◆ **Data extracts**:
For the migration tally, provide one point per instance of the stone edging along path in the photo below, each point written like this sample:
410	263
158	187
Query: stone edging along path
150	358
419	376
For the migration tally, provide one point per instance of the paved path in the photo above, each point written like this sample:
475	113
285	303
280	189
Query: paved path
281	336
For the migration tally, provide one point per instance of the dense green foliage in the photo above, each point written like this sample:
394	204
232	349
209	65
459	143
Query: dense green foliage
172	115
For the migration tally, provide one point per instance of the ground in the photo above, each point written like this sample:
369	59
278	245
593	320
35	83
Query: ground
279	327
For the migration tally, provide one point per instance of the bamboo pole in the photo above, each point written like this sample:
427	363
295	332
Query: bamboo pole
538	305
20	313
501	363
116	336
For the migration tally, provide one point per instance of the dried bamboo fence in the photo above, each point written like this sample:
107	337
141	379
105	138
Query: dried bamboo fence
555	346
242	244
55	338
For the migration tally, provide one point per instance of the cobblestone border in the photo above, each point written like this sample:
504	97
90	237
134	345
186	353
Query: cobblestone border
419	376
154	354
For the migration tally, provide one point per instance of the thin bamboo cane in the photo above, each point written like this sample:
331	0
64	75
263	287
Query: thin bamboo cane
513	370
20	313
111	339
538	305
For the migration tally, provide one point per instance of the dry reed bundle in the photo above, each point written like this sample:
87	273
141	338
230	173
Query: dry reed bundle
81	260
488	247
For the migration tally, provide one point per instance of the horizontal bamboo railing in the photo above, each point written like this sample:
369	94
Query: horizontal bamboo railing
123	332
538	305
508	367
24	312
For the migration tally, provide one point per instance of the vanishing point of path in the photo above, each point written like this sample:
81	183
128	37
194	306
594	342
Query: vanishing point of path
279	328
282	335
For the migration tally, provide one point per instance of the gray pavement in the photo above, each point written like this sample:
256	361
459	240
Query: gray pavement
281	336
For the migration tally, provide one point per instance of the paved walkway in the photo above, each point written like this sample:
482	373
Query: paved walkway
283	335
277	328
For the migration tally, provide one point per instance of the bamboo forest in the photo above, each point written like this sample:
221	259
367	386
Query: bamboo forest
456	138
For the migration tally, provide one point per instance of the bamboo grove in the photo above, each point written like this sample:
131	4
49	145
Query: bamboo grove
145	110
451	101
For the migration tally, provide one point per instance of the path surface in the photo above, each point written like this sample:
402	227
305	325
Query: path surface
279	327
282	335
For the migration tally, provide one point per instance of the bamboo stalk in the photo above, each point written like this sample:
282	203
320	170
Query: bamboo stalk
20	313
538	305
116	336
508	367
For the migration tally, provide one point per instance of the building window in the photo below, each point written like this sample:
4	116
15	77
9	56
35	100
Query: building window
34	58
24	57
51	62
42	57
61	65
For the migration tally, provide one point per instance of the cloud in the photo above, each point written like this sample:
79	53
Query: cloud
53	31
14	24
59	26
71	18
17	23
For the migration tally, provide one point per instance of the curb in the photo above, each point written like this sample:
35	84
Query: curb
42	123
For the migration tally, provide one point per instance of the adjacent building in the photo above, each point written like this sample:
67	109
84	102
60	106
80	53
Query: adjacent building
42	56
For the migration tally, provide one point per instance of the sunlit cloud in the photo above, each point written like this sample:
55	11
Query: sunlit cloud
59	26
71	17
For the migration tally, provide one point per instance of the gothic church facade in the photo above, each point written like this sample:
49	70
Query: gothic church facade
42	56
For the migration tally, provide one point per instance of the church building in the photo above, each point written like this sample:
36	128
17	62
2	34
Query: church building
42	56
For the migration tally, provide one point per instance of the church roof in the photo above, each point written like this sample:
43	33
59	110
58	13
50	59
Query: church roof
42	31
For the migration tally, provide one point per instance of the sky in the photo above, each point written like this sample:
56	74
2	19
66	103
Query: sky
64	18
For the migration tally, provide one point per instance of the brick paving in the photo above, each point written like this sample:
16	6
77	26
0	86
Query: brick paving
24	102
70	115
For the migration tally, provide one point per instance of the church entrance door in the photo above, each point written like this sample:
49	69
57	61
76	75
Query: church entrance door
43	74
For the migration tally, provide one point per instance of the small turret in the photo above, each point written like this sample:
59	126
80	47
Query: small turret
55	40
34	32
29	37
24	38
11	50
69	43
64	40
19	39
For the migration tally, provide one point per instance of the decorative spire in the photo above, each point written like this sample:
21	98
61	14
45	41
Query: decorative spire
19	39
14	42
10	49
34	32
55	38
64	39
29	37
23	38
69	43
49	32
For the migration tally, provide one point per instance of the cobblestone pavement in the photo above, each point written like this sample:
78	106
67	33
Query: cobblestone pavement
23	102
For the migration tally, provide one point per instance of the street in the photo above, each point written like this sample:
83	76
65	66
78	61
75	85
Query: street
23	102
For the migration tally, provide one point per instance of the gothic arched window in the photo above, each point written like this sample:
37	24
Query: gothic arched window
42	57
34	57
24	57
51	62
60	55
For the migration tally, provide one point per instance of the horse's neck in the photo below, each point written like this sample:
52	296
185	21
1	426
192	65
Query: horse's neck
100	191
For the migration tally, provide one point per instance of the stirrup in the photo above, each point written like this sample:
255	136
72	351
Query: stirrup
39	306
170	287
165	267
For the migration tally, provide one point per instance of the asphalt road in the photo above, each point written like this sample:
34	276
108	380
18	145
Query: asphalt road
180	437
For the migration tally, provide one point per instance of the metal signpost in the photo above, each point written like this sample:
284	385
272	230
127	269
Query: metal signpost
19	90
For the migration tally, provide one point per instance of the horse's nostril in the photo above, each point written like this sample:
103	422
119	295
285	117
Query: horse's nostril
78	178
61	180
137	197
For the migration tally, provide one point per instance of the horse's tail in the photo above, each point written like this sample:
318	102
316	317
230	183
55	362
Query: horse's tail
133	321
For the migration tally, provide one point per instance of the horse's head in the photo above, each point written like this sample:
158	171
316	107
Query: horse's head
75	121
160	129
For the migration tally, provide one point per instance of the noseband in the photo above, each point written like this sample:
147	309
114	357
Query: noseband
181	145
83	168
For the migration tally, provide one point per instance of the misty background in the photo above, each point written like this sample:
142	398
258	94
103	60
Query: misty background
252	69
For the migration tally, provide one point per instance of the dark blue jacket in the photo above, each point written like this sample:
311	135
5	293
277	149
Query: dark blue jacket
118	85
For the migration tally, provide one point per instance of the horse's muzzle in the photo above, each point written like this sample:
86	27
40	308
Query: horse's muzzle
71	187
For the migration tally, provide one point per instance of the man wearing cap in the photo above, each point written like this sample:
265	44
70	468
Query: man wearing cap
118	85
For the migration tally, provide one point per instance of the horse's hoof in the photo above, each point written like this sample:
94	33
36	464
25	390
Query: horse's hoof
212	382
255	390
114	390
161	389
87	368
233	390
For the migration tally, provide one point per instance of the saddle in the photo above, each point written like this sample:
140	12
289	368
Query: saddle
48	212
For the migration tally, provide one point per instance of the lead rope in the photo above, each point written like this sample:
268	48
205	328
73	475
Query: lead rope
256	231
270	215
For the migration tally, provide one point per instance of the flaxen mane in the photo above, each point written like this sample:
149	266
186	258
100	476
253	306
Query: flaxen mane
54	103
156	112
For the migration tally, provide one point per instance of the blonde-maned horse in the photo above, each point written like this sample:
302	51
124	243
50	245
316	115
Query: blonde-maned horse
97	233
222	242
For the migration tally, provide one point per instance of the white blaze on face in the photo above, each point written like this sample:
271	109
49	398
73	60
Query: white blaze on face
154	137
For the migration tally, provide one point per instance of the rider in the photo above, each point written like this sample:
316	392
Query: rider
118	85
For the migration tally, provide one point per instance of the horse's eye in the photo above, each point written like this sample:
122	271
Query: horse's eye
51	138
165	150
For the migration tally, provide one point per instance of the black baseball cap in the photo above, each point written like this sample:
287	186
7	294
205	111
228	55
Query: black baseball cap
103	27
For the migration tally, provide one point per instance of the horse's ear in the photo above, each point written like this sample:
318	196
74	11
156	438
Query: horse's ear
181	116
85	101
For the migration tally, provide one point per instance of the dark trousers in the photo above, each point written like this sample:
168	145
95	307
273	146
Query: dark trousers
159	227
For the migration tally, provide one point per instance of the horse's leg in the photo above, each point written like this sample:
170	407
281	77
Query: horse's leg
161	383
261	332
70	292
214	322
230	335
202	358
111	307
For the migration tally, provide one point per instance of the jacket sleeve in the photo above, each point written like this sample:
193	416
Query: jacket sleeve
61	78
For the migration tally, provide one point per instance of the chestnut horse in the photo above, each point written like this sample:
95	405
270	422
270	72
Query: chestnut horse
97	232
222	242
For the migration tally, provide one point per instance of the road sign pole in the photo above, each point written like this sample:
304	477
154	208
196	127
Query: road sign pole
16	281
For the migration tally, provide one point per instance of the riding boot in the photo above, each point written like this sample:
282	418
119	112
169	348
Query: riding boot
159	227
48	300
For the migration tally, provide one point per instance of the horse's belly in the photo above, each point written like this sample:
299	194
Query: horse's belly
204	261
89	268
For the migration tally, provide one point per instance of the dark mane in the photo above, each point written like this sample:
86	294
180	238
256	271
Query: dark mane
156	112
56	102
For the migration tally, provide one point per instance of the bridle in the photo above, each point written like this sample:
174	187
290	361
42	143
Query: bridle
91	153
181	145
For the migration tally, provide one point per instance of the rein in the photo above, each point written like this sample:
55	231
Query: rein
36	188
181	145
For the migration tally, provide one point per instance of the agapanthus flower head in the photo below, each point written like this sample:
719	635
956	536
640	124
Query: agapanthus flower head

--

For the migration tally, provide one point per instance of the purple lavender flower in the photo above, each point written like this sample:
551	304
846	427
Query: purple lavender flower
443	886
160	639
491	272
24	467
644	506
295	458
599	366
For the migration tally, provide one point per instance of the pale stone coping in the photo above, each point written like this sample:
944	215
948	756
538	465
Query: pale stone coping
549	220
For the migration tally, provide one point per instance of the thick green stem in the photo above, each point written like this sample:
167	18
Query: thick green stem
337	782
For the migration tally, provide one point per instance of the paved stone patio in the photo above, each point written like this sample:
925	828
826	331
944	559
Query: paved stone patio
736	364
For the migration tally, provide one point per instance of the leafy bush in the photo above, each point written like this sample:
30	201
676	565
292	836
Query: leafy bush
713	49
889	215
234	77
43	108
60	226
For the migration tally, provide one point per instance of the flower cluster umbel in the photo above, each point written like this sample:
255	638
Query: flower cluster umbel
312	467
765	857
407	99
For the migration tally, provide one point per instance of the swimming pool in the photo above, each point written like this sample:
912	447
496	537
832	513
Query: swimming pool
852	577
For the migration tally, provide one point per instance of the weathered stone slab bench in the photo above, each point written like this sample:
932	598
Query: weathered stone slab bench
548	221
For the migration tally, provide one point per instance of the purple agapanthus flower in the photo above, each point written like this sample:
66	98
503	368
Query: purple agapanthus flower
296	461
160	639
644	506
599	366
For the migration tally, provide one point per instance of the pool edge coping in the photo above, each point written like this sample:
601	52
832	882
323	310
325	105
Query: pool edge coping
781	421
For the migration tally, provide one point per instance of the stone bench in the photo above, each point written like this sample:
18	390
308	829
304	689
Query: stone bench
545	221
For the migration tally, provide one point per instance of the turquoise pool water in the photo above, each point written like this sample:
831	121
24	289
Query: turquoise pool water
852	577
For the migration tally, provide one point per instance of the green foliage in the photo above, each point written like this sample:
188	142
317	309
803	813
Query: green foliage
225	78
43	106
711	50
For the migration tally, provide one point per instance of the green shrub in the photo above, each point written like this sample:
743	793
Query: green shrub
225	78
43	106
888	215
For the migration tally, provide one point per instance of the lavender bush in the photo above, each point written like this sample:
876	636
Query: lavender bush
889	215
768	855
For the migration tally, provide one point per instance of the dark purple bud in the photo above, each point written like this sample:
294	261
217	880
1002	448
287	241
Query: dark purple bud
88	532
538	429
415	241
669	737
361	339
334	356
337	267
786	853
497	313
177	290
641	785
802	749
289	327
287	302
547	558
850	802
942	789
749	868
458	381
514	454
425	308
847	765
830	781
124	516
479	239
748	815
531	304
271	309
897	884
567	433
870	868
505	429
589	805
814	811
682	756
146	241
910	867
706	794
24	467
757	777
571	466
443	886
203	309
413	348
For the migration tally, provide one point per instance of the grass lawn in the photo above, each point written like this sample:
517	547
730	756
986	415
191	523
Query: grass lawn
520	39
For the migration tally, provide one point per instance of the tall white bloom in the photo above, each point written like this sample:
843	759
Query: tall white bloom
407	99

...

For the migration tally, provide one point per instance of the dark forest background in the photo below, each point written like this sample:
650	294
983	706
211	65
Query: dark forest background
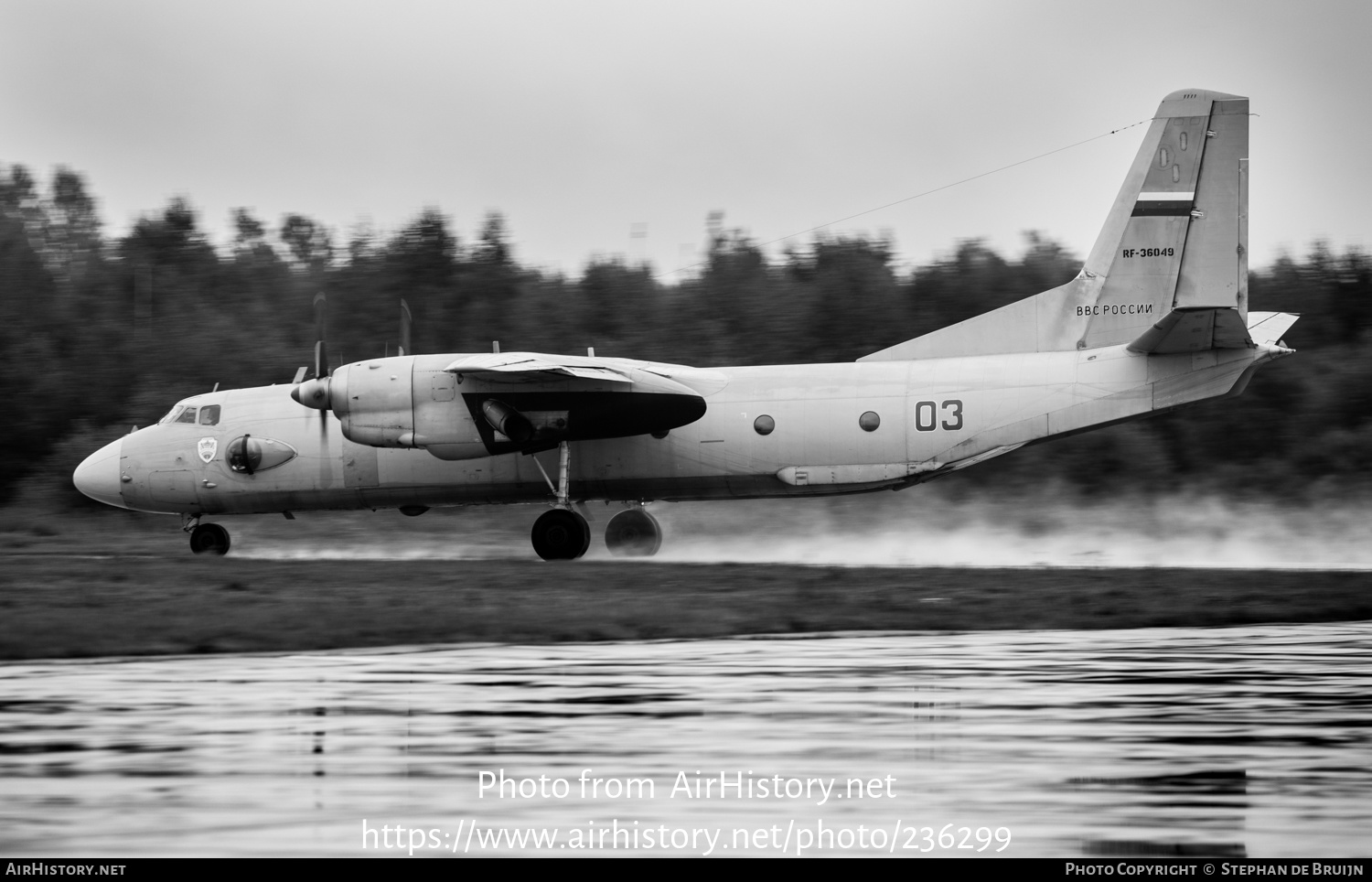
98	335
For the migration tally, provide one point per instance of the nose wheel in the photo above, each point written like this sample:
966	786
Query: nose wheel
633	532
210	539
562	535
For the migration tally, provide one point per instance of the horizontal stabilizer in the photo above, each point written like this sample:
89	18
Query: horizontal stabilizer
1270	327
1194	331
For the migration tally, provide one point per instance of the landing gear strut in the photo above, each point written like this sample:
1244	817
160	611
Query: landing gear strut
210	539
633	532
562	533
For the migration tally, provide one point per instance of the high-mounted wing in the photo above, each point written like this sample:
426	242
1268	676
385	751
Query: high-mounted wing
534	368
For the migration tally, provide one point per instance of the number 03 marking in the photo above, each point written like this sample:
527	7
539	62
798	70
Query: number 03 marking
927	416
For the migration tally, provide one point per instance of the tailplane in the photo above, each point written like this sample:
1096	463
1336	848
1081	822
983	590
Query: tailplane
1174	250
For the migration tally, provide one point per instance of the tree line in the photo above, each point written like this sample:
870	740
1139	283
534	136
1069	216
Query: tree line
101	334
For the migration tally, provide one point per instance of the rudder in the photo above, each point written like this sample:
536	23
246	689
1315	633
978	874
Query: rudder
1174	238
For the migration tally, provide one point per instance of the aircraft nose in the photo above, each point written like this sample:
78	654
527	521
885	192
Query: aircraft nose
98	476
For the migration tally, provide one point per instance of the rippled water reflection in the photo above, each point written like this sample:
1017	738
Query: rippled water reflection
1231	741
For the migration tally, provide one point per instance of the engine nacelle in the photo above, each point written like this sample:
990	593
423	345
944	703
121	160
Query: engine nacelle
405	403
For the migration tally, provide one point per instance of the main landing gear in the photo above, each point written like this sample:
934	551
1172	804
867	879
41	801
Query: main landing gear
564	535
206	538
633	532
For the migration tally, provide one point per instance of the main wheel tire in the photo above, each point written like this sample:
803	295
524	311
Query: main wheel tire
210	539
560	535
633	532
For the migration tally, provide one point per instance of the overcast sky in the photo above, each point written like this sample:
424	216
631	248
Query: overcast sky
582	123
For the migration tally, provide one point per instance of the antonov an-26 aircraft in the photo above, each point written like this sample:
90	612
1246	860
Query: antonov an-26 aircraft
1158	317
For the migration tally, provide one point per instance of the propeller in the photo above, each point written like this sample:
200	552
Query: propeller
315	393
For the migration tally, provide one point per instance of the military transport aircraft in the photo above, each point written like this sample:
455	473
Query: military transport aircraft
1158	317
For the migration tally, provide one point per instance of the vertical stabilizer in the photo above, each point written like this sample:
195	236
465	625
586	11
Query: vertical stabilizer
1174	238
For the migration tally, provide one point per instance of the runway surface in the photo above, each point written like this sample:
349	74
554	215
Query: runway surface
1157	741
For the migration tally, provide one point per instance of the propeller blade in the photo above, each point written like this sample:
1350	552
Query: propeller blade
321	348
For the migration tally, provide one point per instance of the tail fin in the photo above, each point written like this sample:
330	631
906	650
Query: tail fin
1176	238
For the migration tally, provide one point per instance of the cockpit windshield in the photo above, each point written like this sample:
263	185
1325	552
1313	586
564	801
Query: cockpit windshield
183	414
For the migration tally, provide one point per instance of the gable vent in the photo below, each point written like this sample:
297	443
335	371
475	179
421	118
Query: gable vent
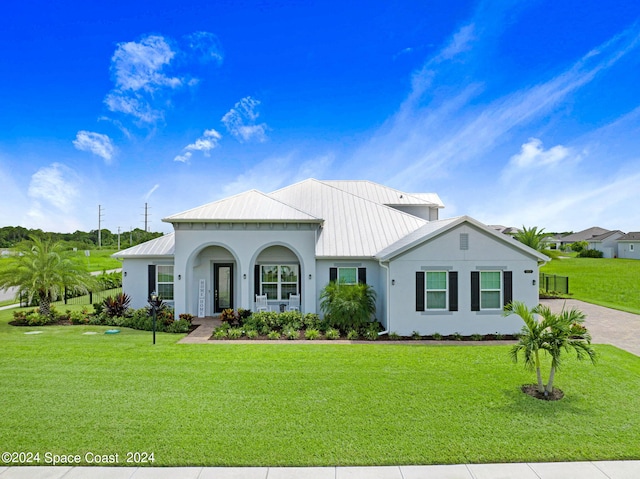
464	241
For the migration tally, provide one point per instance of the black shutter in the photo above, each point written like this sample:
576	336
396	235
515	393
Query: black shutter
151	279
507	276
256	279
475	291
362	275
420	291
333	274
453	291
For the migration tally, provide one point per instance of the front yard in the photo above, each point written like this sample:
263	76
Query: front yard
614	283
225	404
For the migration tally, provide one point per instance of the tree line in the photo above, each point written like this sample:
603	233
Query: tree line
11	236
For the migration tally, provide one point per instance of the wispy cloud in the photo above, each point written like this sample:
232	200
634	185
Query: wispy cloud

◆ **What is expected**: Search the material above for the word "wispy", then copy out each line that has it.

◆ **Output below**:
For the migration tally, provide one point per instance of the wispy cloud in the photo above, each point written like this sample:
Query: wispy cloud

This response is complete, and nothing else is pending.